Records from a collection
--- Begin ---

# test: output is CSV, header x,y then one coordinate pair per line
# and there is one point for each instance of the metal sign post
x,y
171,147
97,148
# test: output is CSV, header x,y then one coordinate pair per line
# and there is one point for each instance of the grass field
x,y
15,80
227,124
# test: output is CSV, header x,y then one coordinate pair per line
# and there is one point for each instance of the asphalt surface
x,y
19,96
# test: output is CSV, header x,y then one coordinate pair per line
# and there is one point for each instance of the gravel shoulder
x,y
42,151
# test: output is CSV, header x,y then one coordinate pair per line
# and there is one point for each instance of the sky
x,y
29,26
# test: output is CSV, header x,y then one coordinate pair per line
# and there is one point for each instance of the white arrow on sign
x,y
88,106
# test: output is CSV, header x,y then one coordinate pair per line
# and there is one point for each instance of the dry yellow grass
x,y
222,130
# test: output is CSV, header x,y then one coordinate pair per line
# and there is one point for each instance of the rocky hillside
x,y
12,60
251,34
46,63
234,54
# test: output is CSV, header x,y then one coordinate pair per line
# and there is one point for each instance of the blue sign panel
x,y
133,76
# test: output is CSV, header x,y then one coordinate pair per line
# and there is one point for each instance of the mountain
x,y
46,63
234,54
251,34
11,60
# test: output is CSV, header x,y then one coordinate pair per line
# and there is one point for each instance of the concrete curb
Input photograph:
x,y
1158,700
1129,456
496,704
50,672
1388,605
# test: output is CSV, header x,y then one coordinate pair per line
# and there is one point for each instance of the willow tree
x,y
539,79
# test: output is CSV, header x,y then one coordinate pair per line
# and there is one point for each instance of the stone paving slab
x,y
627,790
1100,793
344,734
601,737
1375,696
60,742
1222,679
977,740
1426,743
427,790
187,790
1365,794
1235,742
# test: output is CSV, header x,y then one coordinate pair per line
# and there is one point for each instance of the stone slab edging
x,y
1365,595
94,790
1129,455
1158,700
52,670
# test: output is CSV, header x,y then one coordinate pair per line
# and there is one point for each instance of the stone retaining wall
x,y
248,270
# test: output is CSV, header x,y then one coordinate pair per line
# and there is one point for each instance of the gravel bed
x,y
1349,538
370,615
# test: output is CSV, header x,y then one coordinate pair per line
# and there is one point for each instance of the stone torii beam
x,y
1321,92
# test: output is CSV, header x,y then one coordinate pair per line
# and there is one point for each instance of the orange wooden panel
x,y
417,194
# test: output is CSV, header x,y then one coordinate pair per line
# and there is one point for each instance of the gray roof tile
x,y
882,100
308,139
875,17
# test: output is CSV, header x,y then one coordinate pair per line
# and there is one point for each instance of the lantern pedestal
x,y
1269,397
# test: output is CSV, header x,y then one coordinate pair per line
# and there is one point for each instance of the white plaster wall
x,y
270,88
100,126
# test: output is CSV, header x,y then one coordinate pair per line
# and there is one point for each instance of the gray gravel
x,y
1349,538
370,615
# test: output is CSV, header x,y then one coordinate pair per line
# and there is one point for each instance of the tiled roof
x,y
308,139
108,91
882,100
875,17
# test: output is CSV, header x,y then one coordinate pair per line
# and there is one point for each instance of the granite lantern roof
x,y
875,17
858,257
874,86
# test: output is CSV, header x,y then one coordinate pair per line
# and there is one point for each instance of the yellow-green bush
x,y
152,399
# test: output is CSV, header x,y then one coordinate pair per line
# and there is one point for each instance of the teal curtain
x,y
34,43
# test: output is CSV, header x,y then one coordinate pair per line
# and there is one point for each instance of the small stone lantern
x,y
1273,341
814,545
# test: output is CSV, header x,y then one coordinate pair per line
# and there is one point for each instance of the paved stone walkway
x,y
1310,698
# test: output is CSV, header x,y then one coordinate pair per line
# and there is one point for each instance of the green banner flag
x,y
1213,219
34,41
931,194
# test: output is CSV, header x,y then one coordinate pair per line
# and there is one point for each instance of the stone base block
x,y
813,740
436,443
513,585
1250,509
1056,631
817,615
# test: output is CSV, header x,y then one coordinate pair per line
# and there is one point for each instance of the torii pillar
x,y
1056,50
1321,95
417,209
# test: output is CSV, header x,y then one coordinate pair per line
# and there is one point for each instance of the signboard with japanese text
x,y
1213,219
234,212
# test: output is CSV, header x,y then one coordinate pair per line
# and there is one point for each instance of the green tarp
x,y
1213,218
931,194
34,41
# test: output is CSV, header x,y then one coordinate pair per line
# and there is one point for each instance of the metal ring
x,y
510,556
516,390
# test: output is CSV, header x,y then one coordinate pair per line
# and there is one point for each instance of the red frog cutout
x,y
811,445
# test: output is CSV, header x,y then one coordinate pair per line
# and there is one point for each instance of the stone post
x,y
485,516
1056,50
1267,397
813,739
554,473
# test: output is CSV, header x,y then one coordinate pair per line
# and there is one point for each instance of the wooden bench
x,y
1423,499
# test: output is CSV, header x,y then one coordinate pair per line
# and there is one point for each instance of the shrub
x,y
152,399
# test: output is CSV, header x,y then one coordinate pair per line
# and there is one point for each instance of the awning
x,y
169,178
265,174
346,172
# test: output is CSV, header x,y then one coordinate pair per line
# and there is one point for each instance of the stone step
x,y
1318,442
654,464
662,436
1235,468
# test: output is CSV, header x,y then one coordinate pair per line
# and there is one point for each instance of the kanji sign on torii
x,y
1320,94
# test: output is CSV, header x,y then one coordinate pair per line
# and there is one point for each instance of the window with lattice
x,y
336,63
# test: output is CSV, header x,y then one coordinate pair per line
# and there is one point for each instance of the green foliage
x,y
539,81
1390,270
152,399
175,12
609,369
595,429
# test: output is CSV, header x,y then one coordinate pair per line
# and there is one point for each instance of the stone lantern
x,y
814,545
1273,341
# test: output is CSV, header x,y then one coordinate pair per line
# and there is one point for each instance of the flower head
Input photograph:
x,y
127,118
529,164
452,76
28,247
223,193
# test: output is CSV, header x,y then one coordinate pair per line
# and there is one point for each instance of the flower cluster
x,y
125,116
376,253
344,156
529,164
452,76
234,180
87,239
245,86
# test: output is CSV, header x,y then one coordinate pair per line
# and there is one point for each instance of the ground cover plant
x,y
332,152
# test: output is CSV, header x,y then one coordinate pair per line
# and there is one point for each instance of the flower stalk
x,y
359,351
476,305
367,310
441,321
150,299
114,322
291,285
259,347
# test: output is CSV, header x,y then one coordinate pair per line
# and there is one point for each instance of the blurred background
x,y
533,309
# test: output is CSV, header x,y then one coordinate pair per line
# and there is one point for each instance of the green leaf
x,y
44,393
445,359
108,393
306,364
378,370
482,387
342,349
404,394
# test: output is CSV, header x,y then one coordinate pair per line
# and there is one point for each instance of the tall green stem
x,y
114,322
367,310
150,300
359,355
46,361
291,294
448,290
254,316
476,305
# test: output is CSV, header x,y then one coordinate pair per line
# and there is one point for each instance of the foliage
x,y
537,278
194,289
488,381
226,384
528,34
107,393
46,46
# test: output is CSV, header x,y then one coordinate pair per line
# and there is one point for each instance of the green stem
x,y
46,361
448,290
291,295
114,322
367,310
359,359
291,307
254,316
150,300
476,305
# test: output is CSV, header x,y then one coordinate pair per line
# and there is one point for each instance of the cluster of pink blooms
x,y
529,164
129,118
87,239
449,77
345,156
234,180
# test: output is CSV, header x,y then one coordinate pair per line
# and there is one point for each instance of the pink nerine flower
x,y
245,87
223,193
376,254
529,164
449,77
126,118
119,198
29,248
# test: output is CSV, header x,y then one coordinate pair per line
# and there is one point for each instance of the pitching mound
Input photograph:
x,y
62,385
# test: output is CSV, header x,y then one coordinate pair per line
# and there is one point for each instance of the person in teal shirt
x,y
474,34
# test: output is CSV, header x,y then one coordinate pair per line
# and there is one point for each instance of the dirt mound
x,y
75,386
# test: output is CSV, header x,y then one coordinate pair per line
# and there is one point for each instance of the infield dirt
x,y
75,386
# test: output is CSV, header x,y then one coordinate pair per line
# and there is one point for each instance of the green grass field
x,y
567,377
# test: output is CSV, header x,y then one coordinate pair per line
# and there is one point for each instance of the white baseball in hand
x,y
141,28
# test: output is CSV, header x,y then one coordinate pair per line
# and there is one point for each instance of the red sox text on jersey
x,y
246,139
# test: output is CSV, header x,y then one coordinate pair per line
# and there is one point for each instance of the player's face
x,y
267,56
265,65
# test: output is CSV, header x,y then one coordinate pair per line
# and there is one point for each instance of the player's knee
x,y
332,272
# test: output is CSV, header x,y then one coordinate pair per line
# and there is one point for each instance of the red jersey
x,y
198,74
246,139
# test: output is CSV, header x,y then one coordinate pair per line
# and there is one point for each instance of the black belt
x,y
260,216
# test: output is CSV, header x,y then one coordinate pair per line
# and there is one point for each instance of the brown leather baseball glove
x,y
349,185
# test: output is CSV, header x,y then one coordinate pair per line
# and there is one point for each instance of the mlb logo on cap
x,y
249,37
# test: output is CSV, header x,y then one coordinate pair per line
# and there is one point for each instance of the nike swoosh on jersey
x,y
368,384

--- End ---

_WHAT THE EXERCISE ASKS_: Locate each line in the data above that contains the string "grass", and copy those lines out. Case counts.

_RESULT OF THE EXERCISE_:
# and there is one point for each instance of the grass field
# and there is one point for each instance of the dry yellow grass
# and there is one point for each instance of the green grass field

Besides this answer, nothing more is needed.